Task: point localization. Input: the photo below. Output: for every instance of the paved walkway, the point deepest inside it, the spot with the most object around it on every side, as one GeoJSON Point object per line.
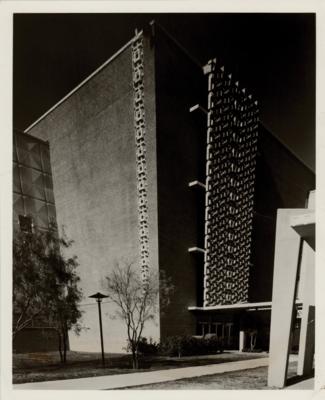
{"type": "Point", "coordinates": [142, 378]}
{"type": "Point", "coordinates": [307, 384]}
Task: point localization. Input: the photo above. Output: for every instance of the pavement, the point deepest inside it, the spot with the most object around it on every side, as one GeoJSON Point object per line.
{"type": "Point", "coordinates": [307, 384]}
{"type": "Point", "coordinates": [142, 378]}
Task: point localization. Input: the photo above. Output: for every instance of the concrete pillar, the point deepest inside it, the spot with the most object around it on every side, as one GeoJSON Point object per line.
{"type": "Point", "coordinates": [241, 340]}
{"type": "Point", "coordinates": [307, 330]}
{"type": "Point", "coordinates": [286, 261]}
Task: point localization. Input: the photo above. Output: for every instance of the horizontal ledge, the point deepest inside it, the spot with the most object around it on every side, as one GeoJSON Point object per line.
{"type": "Point", "coordinates": [196, 183]}
{"type": "Point", "coordinates": [267, 305]}
{"type": "Point", "coordinates": [303, 219]}
{"type": "Point", "coordinates": [196, 250]}
{"type": "Point", "coordinates": [197, 107]}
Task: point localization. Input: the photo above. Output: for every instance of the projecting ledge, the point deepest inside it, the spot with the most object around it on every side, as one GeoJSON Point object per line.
{"type": "Point", "coordinates": [196, 184]}
{"type": "Point", "coordinates": [197, 107]}
{"type": "Point", "coordinates": [196, 250]}
{"type": "Point", "coordinates": [304, 225]}
{"type": "Point", "coordinates": [263, 305]}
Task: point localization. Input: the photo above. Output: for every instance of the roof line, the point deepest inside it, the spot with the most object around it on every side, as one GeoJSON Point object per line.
{"type": "Point", "coordinates": [176, 42]}
{"type": "Point", "coordinates": [115, 55]}
{"type": "Point", "coordinates": [287, 147]}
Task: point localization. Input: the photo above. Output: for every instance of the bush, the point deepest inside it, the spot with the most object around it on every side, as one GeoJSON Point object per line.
{"type": "Point", "coordinates": [147, 348]}
{"type": "Point", "coordinates": [189, 346]}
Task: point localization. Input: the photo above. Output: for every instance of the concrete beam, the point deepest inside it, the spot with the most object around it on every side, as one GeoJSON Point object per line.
{"type": "Point", "coordinates": [286, 261]}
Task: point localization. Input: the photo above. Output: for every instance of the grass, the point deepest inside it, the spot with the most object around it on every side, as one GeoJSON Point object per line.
{"type": "Point", "coordinates": [249, 379]}
{"type": "Point", "coordinates": [37, 367]}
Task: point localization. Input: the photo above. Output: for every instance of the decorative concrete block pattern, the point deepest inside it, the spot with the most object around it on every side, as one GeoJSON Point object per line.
{"type": "Point", "coordinates": [230, 174]}
{"type": "Point", "coordinates": [140, 141]}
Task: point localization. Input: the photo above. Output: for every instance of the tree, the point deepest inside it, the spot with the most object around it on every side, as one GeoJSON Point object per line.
{"type": "Point", "coordinates": [137, 300]}
{"type": "Point", "coordinates": [45, 284]}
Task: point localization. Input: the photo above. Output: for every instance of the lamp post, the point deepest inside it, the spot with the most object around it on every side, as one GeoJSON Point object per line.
{"type": "Point", "coordinates": [99, 296]}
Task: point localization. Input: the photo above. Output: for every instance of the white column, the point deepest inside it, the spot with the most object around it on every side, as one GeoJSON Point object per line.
{"type": "Point", "coordinates": [284, 281]}
{"type": "Point", "coordinates": [241, 340]}
{"type": "Point", "coordinates": [307, 330]}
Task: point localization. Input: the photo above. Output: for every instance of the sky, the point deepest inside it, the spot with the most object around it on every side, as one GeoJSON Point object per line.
{"type": "Point", "coordinates": [273, 55]}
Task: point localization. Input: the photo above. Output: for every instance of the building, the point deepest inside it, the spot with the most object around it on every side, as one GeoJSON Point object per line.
{"type": "Point", "coordinates": [162, 161]}
{"type": "Point", "coordinates": [33, 206]}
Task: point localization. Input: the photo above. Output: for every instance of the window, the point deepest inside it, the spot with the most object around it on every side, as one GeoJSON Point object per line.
{"type": "Point", "coordinates": [25, 223]}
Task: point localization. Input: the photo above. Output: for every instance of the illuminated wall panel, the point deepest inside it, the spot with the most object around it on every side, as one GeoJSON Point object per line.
{"type": "Point", "coordinates": [140, 141]}
{"type": "Point", "coordinates": [32, 181]}
{"type": "Point", "coordinates": [230, 172]}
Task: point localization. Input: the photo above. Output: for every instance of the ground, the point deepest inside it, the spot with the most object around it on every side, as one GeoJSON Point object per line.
{"type": "Point", "coordinates": [249, 379]}
{"type": "Point", "coordinates": [46, 366]}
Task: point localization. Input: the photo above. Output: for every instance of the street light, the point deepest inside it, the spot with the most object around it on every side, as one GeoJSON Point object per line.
{"type": "Point", "coordinates": [99, 296]}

- [AIM OF THE TASK]: Restate every line above word for word. Do not carry over the images.

- [SOLUTION TO THE PROBLEM]:
Task: point localization. Input: the photo below. Output: for every instance of the paved walkway, the point deepest inside it, the spot with the most object around it on every side, as one GeoJSON Point object per line.
{"type": "Point", "coordinates": [142, 378]}
{"type": "Point", "coordinates": [307, 384]}
Task: point localization. Input: the photo above. Output: for every instance of the pavement, the point deepest inside it, the spot with the most object around it on every side, as one GeoJSON Point object per line.
{"type": "Point", "coordinates": [307, 384]}
{"type": "Point", "coordinates": [142, 378]}
Task: point localization. Input: the photo above. Output: for every instance of the concrete pillar, the point deepest inside it, the spot with the most object around it on every side, as one GeoJSON Point object per line.
{"type": "Point", "coordinates": [241, 340]}
{"type": "Point", "coordinates": [307, 330]}
{"type": "Point", "coordinates": [286, 261]}
Task: point localization. Input: the photo above. Output: for every instance of the horizontal ledge, the point deepest inside it, the spot with the most object around it on every side, as one GeoJSON Point object per line.
{"type": "Point", "coordinates": [196, 183]}
{"type": "Point", "coordinates": [267, 305]}
{"type": "Point", "coordinates": [303, 219]}
{"type": "Point", "coordinates": [196, 250]}
{"type": "Point", "coordinates": [197, 107]}
Task: point localization. Input: the photo above. Output: for every instance of the projecting ledge, the point deepest inside it, the spot with the most object around it on every side, as one GeoJSON Point object per line.
{"type": "Point", "coordinates": [196, 184]}
{"type": "Point", "coordinates": [197, 107]}
{"type": "Point", "coordinates": [196, 250]}
{"type": "Point", "coordinates": [304, 225]}
{"type": "Point", "coordinates": [263, 305]}
Task: point localization. Input: the photo above. Output: for every instance of the roof line, the point deepest inside it, the spot with the most object around it on every side, as one GeoJSON Point object per line.
{"type": "Point", "coordinates": [176, 42]}
{"type": "Point", "coordinates": [115, 55]}
{"type": "Point", "coordinates": [287, 147]}
Task: point localization. Input: the photo above. Output: for every instance of the bush, the point deepest inside it, the spot with the most object around it on every side, as one GeoJSON Point object per line.
{"type": "Point", "coordinates": [147, 348]}
{"type": "Point", "coordinates": [189, 346]}
Task: point localization. Input: the photo above. Output: for every instance of the concrete beam, the point deepest inside it, the spot with the most object around it on every side, as one GeoJSON Point object per line.
{"type": "Point", "coordinates": [286, 261]}
Task: point localization. Input: the photo above. Output: for every instance of the grass, the point deepest inside it, the spot with the most object around it on every side, as one GeoJSON Point object per line.
{"type": "Point", "coordinates": [249, 379]}
{"type": "Point", "coordinates": [37, 367]}
Task: point localization. Input: the photo above. Output: for every instance of the decorative concrete block pattern, the point deepest inside it, the spot with the most object around it on every side, as one GeoJSON Point object per line.
{"type": "Point", "coordinates": [230, 174]}
{"type": "Point", "coordinates": [140, 141]}
Task: point localization. Input: the photo above. Output: for every instance of the tree, the point deepest inside it, the spot with the most object around it on every side, as one GeoJSON Point object per line.
{"type": "Point", "coordinates": [137, 300]}
{"type": "Point", "coordinates": [45, 284]}
Task: point localization. Input: the photo above. Output: for every instance of the lamp post, the point deepest inside it, the spot with the most object around it on every side, as one GeoJSON Point object per line.
{"type": "Point", "coordinates": [99, 296]}
Task: point localization. Input: the photo above. Output: for every instance of the white column, the point deepest inside it, the spot with the most object around it on every side, as one GeoJSON Point object per line.
{"type": "Point", "coordinates": [284, 281]}
{"type": "Point", "coordinates": [241, 340]}
{"type": "Point", "coordinates": [307, 330]}
Task: point localization. Input: the photo above. Output: for every instance of the sky, the point deepest inside it, the spot with the most object around it on every side, as one GeoJSON Point object per line.
{"type": "Point", "coordinates": [273, 55]}
Task: point localization. Input: the photo above. Output: for every instance of the building, the point deepest inside it, the spot with the most object around it on every side, as one GeoJSON Point object per line.
{"type": "Point", "coordinates": [162, 161]}
{"type": "Point", "coordinates": [33, 206]}
Task: point localization. Input: the photo above. Output: for every instance of the window, the point deepest inside it, the spot with the most object around it on every side, as one GeoJSON Point object per line.
{"type": "Point", "coordinates": [25, 223]}
Task: point localization. Input: the photo above. Output: for every instance of the illuminated wall panel, the point deepest inside it, the spot with the most object around it on every side, as one GeoJSON Point object per line.
{"type": "Point", "coordinates": [140, 141]}
{"type": "Point", "coordinates": [32, 181]}
{"type": "Point", "coordinates": [230, 172]}
Task: point localization. Input: the photo above. Output: for every instance of the ground, the point deepest inside it, the spot with the most object around it on every side, as one GeoJSON Point object per line.
{"type": "Point", "coordinates": [249, 379]}
{"type": "Point", "coordinates": [46, 366]}
Task: point localization. Input: the photo above. Output: for every instance of the street light, the point deepest inside it, the spot with the most object around it on every side, as one GeoJSON Point object per line.
{"type": "Point", "coordinates": [99, 296]}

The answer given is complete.